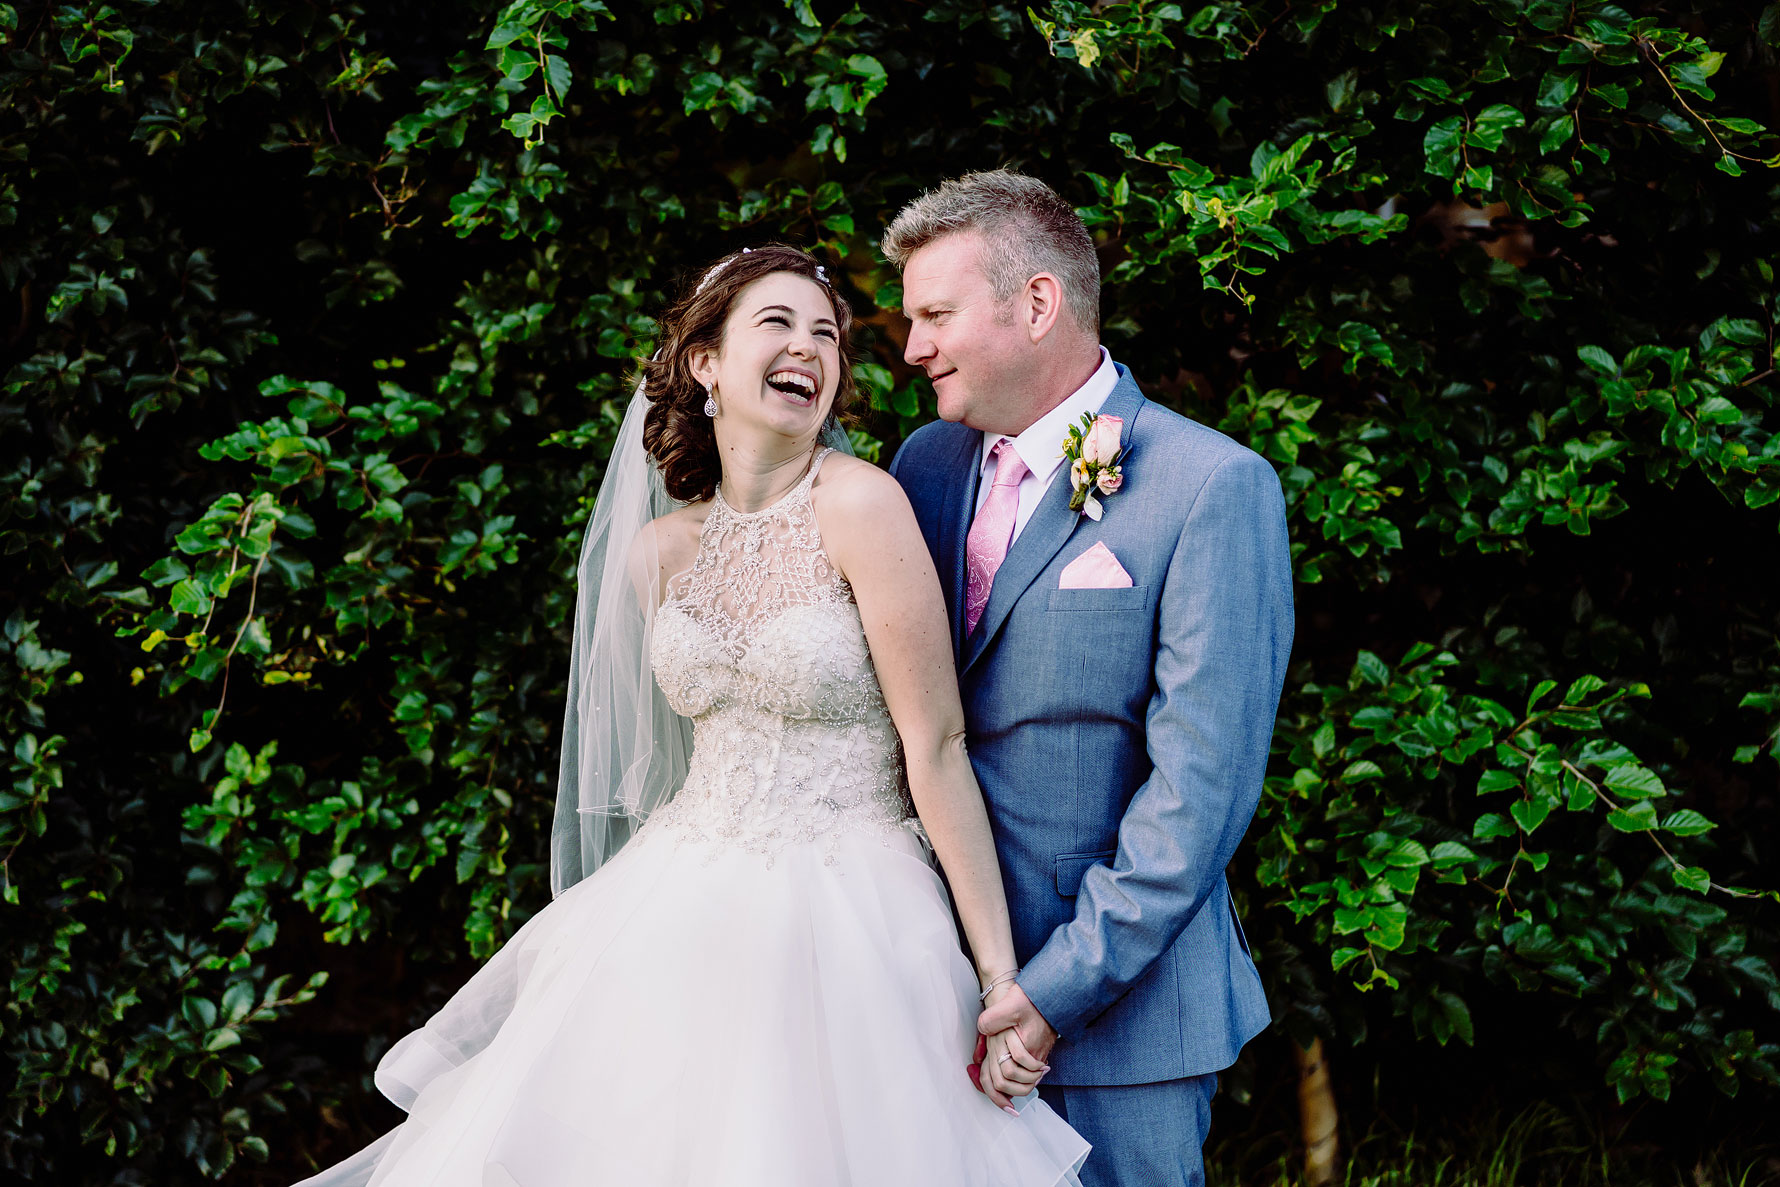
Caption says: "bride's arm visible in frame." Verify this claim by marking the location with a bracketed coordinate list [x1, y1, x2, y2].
[815, 463, 1018, 987]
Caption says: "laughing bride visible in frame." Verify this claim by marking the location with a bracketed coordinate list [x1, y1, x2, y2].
[290, 243, 1088, 1186]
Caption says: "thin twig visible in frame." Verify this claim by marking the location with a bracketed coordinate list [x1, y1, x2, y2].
[1559, 759, 1752, 898]
[209, 552, 270, 732]
[1635, 39, 1761, 164]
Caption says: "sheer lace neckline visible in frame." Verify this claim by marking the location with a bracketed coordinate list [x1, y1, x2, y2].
[711, 446, 832, 521]
[663, 446, 848, 659]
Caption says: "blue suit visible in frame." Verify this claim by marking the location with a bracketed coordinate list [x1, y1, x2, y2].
[890, 364, 1292, 1186]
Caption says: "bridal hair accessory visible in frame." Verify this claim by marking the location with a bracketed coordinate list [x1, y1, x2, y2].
[1061, 412, 1125, 522]
[695, 246, 832, 297]
[703, 384, 717, 417]
[694, 246, 753, 295]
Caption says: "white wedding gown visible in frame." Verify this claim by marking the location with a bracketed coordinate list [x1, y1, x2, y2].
[294, 451, 1088, 1186]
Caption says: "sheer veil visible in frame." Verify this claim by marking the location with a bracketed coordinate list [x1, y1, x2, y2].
[551, 376, 854, 897]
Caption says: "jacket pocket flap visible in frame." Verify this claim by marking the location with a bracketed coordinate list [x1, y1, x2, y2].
[1054, 849, 1116, 896]
[1047, 586, 1148, 613]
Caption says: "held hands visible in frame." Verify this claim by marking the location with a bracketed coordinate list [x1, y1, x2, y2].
[970, 982, 1056, 1114]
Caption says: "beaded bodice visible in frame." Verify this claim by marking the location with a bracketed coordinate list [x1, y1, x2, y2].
[647, 450, 913, 862]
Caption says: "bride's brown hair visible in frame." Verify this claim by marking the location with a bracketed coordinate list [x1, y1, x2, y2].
[642, 244, 857, 503]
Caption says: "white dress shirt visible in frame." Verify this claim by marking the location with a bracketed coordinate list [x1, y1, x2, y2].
[974, 346, 1118, 546]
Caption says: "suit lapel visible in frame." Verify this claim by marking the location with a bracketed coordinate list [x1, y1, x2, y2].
[961, 369, 1147, 676]
[936, 429, 983, 666]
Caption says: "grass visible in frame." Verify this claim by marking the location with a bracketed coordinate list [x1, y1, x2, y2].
[1205, 1100, 1780, 1187]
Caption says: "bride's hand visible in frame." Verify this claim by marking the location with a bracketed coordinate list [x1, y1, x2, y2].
[975, 983, 1048, 1111]
[980, 1025, 1048, 1110]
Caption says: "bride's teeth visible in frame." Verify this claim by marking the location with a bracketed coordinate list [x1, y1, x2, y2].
[767, 371, 817, 398]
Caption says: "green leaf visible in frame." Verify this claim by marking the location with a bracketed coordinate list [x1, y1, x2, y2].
[1536, 71, 1579, 109]
[1525, 679, 1557, 714]
[1564, 675, 1604, 703]
[1422, 116, 1464, 179]
[1383, 839, 1430, 867]
[1476, 769, 1520, 794]
[1431, 841, 1477, 867]
[1671, 865, 1710, 894]
[1511, 797, 1553, 833]
[1660, 809, 1715, 837]
[1473, 813, 1516, 839]
[169, 579, 213, 616]
[1578, 346, 1617, 375]
[1607, 800, 1659, 832]
[1467, 104, 1525, 151]
[1604, 765, 1665, 799]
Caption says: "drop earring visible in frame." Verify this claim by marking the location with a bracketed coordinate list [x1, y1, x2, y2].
[703, 384, 718, 417]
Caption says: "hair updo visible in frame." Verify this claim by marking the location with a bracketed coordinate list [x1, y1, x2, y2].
[641, 244, 856, 504]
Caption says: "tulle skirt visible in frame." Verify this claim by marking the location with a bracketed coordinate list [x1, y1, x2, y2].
[292, 824, 1088, 1186]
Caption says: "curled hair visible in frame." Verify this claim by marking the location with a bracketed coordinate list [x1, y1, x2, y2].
[641, 244, 856, 503]
[880, 168, 1100, 334]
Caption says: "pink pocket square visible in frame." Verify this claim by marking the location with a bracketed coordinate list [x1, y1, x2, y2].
[1058, 541, 1133, 589]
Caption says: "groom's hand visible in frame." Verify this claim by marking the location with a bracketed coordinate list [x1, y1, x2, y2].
[976, 984, 1056, 1108]
[978, 983, 1059, 1062]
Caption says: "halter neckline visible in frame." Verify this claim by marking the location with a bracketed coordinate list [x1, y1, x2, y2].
[712, 447, 832, 521]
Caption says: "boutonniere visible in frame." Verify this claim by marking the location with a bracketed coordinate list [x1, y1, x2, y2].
[1062, 413, 1125, 521]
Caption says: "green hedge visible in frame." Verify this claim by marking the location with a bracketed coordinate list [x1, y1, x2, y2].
[3, 0, 1777, 1179]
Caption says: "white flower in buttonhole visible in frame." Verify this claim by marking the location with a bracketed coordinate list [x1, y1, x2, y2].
[1081, 415, 1121, 466]
[1061, 413, 1125, 521]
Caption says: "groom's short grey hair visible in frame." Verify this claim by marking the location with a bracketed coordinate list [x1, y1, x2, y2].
[881, 169, 1100, 334]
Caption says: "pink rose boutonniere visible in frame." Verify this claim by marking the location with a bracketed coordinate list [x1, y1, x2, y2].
[1062, 412, 1125, 521]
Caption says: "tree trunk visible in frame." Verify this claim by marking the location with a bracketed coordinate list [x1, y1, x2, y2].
[1295, 1036, 1340, 1187]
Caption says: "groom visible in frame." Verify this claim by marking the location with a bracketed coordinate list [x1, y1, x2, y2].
[884, 171, 1293, 1187]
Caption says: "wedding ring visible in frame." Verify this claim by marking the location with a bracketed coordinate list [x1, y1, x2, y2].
[998, 1051, 1013, 1064]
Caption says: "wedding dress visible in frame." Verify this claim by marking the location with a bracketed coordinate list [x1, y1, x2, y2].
[294, 449, 1088, 1186]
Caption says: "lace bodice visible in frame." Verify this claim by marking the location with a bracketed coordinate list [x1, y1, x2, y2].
[647, 449, 914, 863]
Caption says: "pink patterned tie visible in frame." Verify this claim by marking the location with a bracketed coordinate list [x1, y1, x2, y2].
[963, 438, 1029, 637]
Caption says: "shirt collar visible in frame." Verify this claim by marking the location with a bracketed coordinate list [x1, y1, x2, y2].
[981, 347, 1118, 483]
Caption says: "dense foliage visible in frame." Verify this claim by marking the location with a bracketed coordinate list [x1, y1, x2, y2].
[3, 0, 1778, 1180]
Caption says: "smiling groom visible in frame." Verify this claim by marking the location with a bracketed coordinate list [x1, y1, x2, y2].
[884, 171, 1294, 1187]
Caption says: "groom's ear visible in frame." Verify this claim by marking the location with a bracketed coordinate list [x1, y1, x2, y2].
[1021, 272, 1064, 345]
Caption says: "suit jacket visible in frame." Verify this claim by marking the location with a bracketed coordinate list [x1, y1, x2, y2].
[889, 363, 1292, 1085]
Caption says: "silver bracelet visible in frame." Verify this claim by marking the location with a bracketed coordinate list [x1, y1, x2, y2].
[978, 968, 1020, 1001]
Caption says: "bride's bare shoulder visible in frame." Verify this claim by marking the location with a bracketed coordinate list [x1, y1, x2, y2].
[810, 453, 913, 524]
[632, 503, 710, 597]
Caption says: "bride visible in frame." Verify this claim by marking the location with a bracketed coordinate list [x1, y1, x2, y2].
[292, 244, 1089, 1186]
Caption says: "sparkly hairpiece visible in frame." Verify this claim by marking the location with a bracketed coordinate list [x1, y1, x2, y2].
[694, 246, 752, 296]
[694, 247, 833, 296]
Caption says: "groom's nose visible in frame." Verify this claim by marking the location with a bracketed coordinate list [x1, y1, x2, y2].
[904, 322, 934, 367]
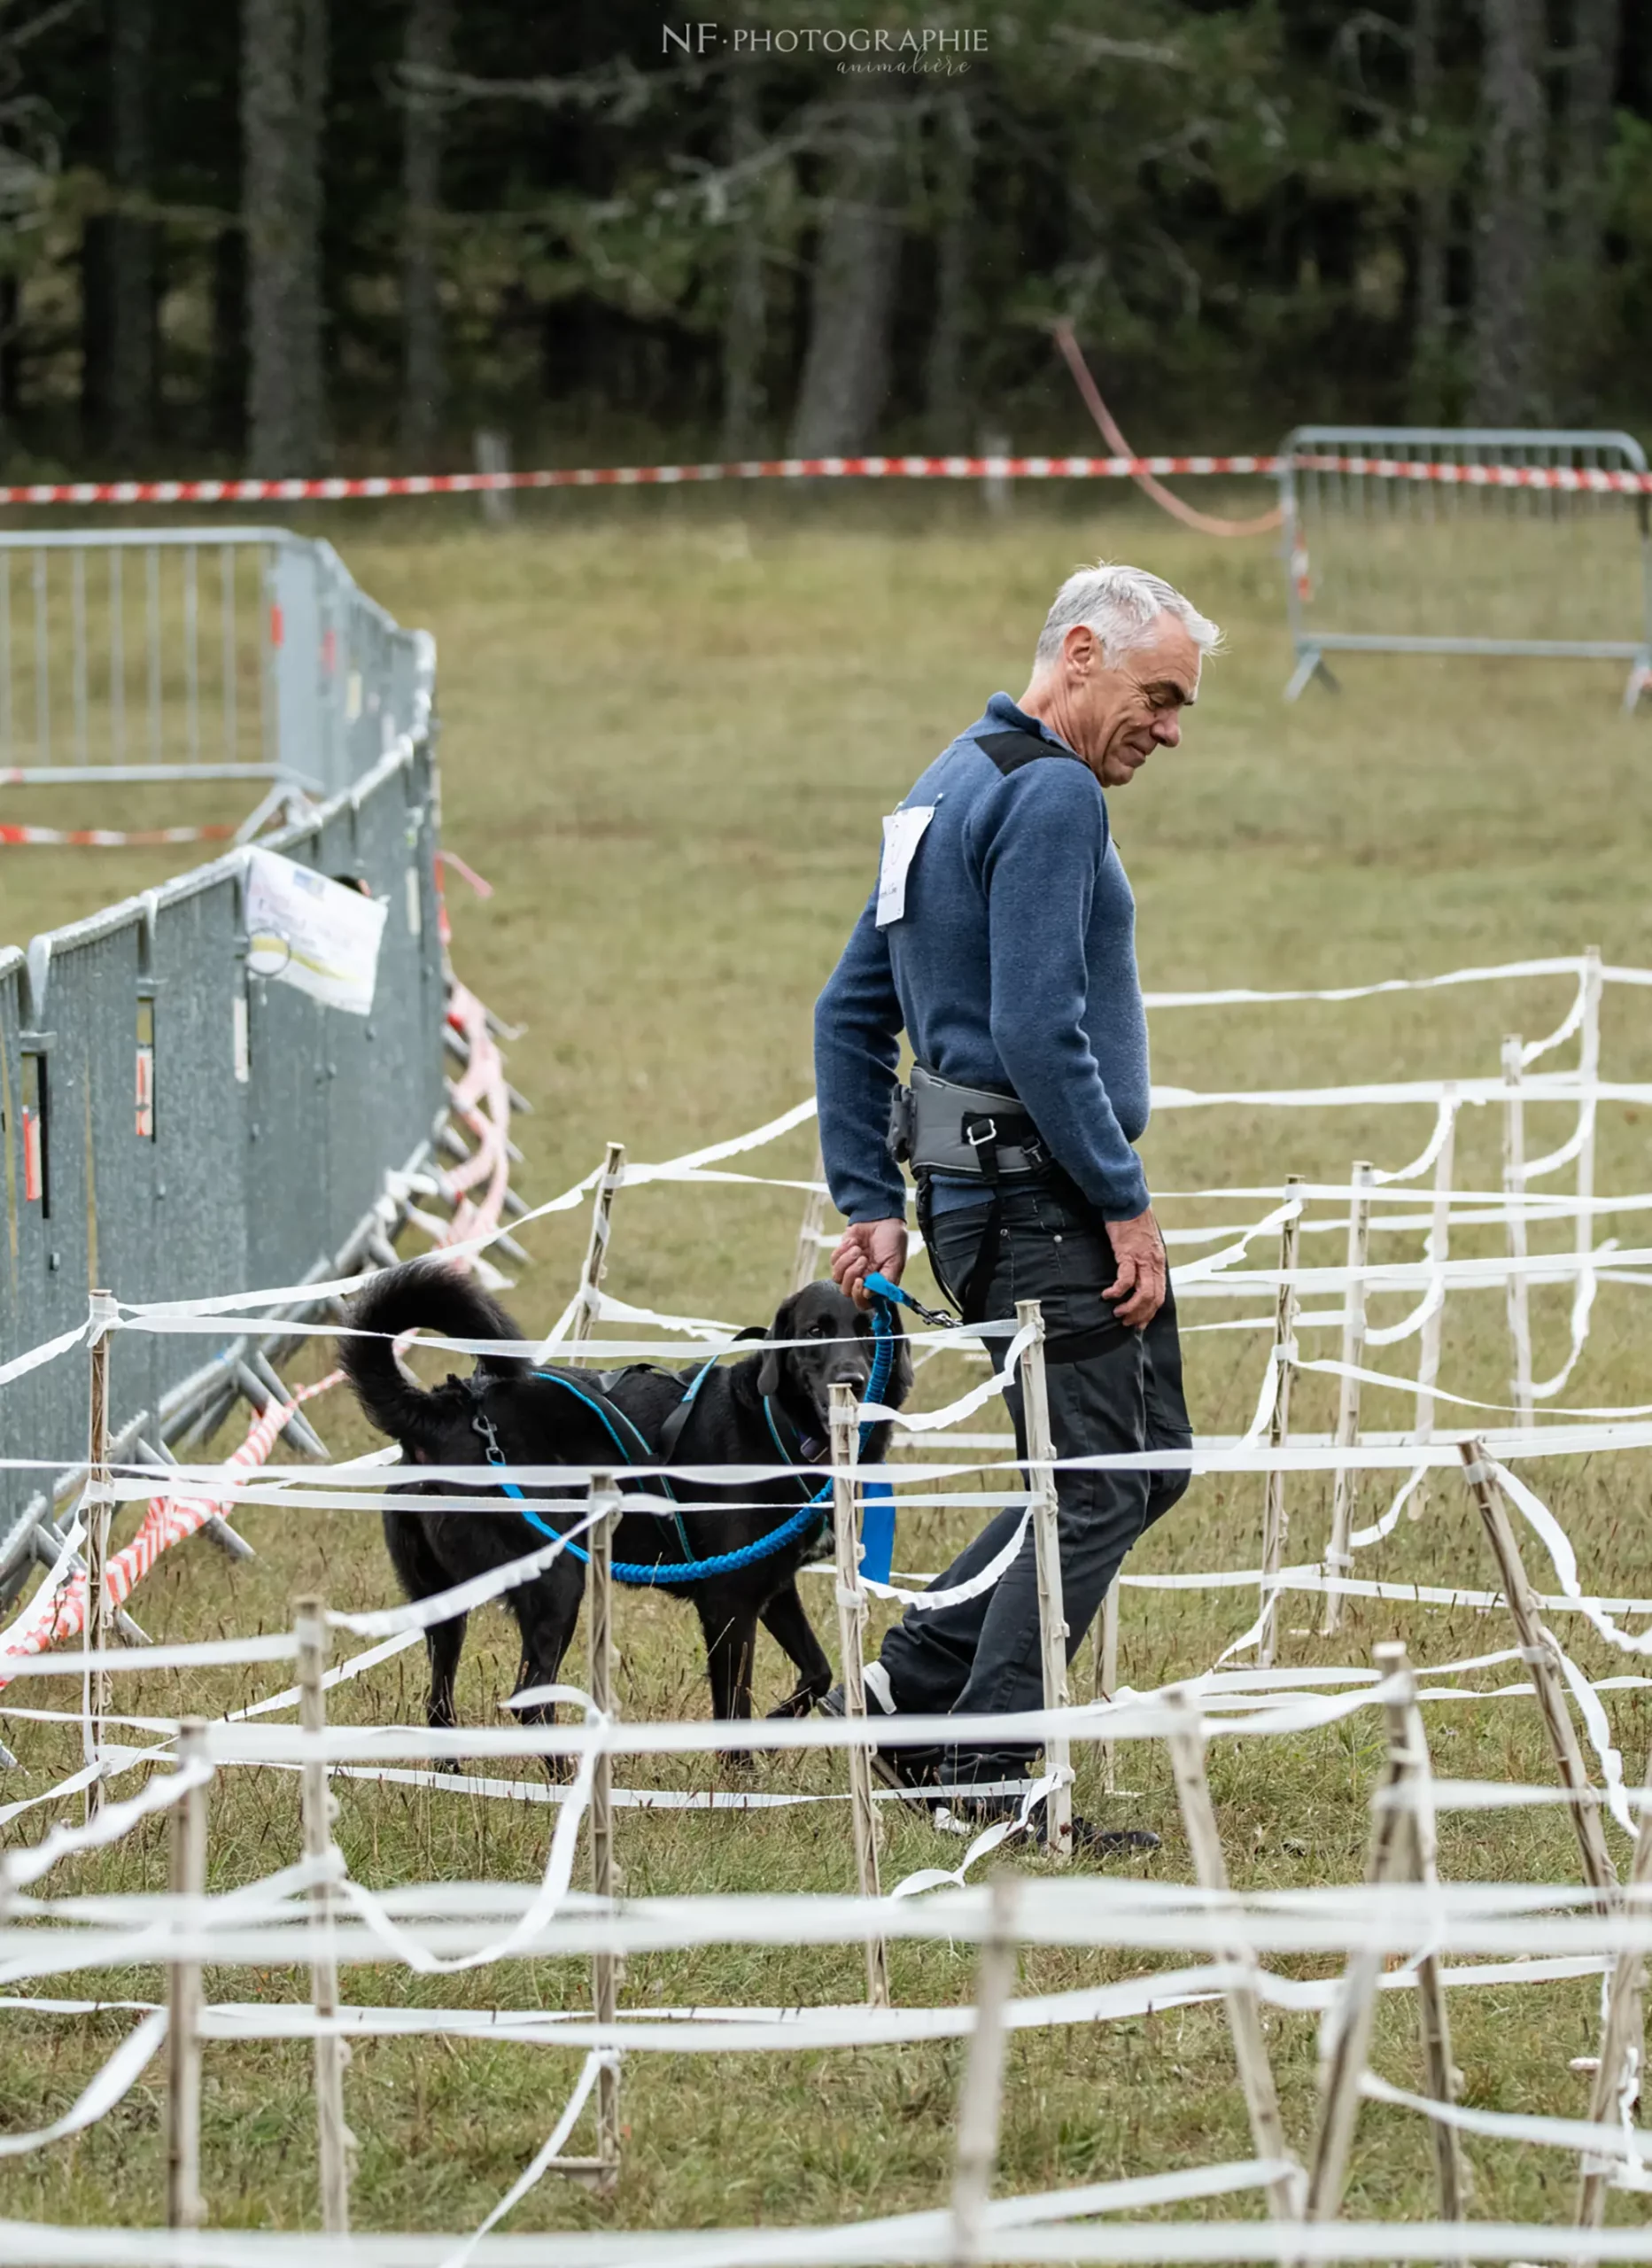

■ ■ ■ ■ ■ ■ ■

THE PROBLEM: The lines to retype run from the one containing "bracelet visible in" through the last line of the records above; write them exactly and skip the pictures.

ANSWER TO THIS TASK:
Caption says: "silver bracelet visible in frame." Verify this claim by marking the location with a bracketed coordinate list [x1, y1, x2, y2].
[978, 968, 1020, 1001]
Caption says: "bride's bare shoulder visible in frame." Verify this claim by marking the location with a bracketed coordinate list [x1, y1, x2, y2].
[810, 453, 913, 524]
[632, 503, 710, 597]
Caption says: "bride visible in frame." Verify this claim by marking the location with a bracketed coordinate list [x1, y1, x2, y2].
[292, 244, 1089, 1186]
Caption says: "sparkly hairpiece visible in frame." Verify this claim by marking the location with a bracketed coordinate list [x1, y1, x2, y2].
[694, 246, 752, 296]
[694, 247, 833, 296]
Caption says: "groom's nose visible in frame." Verify this claim by marking the location with a bracketed coordinate list [x1, y1, x2, y2].
[904, 322, 934, 367]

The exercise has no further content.